_SUPPLIED RECORDS_
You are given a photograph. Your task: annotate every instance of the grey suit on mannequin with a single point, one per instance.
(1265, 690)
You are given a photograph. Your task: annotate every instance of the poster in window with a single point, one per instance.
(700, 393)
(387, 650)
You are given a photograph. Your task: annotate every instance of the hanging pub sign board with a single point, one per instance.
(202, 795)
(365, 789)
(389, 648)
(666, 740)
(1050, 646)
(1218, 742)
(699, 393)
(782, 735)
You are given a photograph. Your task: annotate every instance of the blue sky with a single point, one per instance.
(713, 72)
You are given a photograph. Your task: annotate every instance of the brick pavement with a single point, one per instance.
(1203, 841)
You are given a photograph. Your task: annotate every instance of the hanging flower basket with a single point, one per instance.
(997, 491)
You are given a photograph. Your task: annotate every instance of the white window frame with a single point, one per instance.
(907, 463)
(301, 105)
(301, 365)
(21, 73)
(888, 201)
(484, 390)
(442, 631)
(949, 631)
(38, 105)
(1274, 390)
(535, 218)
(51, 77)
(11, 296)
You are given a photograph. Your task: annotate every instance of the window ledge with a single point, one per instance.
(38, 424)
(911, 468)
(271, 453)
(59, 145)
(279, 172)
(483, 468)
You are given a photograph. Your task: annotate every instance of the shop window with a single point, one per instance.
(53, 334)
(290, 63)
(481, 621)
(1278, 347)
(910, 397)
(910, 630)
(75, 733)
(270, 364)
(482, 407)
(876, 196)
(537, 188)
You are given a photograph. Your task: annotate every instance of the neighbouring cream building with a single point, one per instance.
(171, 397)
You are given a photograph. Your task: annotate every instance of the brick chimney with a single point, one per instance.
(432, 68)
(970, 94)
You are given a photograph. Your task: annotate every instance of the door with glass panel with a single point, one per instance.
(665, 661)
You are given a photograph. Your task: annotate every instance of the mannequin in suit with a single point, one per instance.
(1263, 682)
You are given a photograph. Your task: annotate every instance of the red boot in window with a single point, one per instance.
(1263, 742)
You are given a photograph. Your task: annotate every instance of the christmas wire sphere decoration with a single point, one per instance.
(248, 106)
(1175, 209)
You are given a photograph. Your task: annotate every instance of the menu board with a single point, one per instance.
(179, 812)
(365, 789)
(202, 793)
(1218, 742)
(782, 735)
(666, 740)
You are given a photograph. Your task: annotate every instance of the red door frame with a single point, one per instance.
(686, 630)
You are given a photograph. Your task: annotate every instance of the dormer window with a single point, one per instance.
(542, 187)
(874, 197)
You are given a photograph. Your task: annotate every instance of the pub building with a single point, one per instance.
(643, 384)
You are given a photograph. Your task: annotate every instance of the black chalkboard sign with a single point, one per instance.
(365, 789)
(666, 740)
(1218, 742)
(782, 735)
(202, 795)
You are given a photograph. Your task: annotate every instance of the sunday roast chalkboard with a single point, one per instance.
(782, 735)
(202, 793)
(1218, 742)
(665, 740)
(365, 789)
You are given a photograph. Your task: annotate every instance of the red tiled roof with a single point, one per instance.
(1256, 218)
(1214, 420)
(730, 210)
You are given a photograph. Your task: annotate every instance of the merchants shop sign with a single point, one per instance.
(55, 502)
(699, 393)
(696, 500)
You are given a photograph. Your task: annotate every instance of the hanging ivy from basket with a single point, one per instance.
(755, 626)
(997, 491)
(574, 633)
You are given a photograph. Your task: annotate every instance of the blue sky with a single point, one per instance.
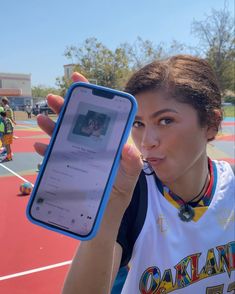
(35, 33)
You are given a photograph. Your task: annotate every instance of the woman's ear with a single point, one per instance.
(213, 128)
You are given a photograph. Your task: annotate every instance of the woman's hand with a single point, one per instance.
(130, 165)
(55, 102)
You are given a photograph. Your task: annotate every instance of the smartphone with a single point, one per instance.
(79, 168)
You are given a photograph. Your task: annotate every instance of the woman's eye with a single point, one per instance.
(166, 121)
(137, 124)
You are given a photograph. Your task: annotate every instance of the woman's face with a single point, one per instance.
(169, 135)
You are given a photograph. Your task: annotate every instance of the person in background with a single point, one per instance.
(6, 106)
(7, 138)
(2, 129)
(28, 109)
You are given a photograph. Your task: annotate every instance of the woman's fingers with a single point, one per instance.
(40, 148)
(55, 102)
(77, 77)
(46, 124)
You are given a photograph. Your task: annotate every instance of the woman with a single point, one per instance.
(185, 238)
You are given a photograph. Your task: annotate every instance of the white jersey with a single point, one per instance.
(186, 257)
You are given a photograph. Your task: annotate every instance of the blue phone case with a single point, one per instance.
(113, 173)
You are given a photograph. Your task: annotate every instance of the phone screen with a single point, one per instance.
(78, 167)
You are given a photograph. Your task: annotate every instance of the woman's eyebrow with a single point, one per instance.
(157, 113)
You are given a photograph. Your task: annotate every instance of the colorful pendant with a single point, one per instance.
(186, 213)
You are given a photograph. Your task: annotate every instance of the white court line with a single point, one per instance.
(14, 173)
(39, 269)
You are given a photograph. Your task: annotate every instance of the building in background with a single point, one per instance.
(68, 70)
(17, 87)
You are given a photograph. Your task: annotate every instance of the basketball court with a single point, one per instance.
(33, 259)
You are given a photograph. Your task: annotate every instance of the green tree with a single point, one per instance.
(216, 41)
(99, 63)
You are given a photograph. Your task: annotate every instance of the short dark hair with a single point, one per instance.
(186, 78)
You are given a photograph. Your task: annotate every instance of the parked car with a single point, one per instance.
(42, 108)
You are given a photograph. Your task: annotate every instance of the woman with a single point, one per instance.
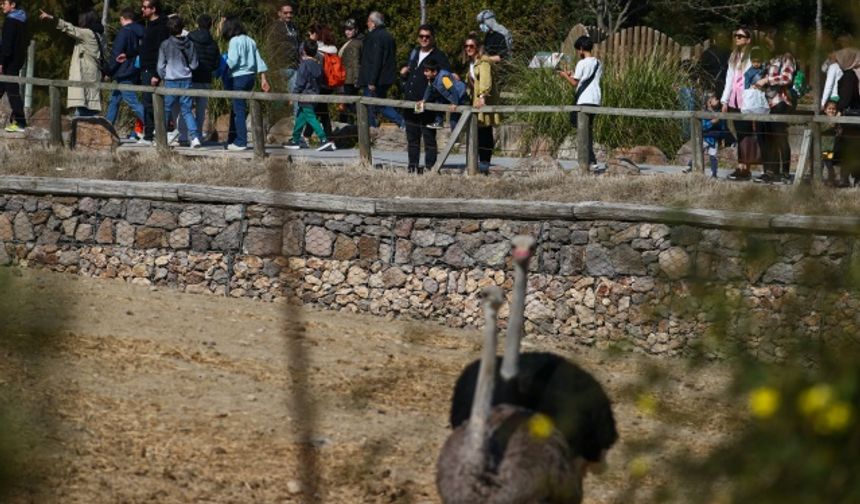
(85, 62)
(484, 91)
(243, 64)
(732, 101)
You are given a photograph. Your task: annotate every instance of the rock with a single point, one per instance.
(23, 228)
(263, 241)
(93, 133)
(675, 263)
(621, 167)
(319, 241)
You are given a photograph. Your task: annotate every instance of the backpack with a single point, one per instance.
(333, 70)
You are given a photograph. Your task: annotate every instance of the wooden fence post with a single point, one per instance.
(698, 139)
(56, 123)
(259, 130)
(160, 125)
(472, 146)
(365, 155)
(583, 141)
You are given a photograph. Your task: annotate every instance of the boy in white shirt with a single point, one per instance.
(586, 79)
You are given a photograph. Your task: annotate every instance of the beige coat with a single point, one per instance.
(482, 83)
(83, 67)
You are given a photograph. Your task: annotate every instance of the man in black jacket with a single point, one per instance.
(414, 86)
(13, 47)
(155, 32)
(378, 66)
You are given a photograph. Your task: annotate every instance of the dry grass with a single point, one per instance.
(681, 191)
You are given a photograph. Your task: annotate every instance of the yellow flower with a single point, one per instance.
(763, 402)
(815, 399)
(640, 466)
(647, 403)
(540, 426)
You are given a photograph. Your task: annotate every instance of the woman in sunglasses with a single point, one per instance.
(732, 100)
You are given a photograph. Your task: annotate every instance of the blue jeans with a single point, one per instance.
(129, 97)
(185, 104)
(387, 112)
(240, 109)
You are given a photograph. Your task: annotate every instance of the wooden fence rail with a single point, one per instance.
(468, 121)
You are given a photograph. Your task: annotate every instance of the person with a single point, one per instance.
(484, 91)
(285, 42)
(244, 63)
(378, 68)
(84, 65)
(778, 83)
(308, 80)
(498, 41)
(208, 58)
(13, 54)
(414, 87)
(154, 34)
(350, 54)
(732, 101)
(177, 59)
(126, 45)
(442, 85)
(586, 79)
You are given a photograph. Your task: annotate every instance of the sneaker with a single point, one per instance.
(327, 147)
(293, 145)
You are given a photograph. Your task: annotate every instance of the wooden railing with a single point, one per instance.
(468, 118)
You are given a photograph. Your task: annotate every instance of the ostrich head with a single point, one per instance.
(522, 249)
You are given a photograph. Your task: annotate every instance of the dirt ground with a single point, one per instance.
(150, 395)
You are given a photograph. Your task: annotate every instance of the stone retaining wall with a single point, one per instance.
(648, 285)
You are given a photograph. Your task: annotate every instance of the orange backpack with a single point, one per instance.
(333, 70)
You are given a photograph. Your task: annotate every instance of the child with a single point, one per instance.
(176, 59)
(442, 84)
(308, 82)
(753, 99)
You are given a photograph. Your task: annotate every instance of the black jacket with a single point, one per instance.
(415, 84)
(208, 56)
(155, 32)
(378, 59)
(13, 46)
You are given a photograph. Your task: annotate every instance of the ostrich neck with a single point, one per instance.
(516, 323)
(476, 430)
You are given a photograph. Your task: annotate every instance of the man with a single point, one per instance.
(414, 87)
(378, 67)
(13, 53)
(155, 32)
(125, 47)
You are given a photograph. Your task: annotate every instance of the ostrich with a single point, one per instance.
(544, 382)
(503, 454)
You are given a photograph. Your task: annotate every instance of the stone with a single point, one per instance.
(147, 238)
(319, 241)
(6, 231)
(23, 228)
(179, 238)
(104, 234)
(125, 234)
(162, 219)
(344, 248)
(263, 241)
(229, 238)
(493, 254)
(675, 263)
(93, 133)
(137, 211)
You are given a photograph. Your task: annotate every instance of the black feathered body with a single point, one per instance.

_WHAT YOU HAVE TO DO_
Output the items again without any changes, starting at the first line and ending at the line that contains "(1203, 841)".

_REPLY TO THE EXERCISE_
You are given a photograph. Your task: annotate every instance of the grey suit on mannequin with a single point, one per instance.
(1265, 690)
You are given a photograph. Your task: annotate every instance of the poster in window with a single point, one per instance.
(700, 393)
(387, 650)
You are given a photograph. Your task: annotate every instance of the hanging pub sign board with a single point, one per instance.
(202, 795)
(365, 789)
(389, 648)
(666, 740)
(1050, 646)
(1218, 742)
(699, 393)
(782, 735)
You are given a photograph. Your task: annotate every instance of the blue sky with a single point, one per instance.
(713, 72)
You are given a photograph. Your task: annotate every instance of the brick pavement with a single point, one per instance.
(1203, 841)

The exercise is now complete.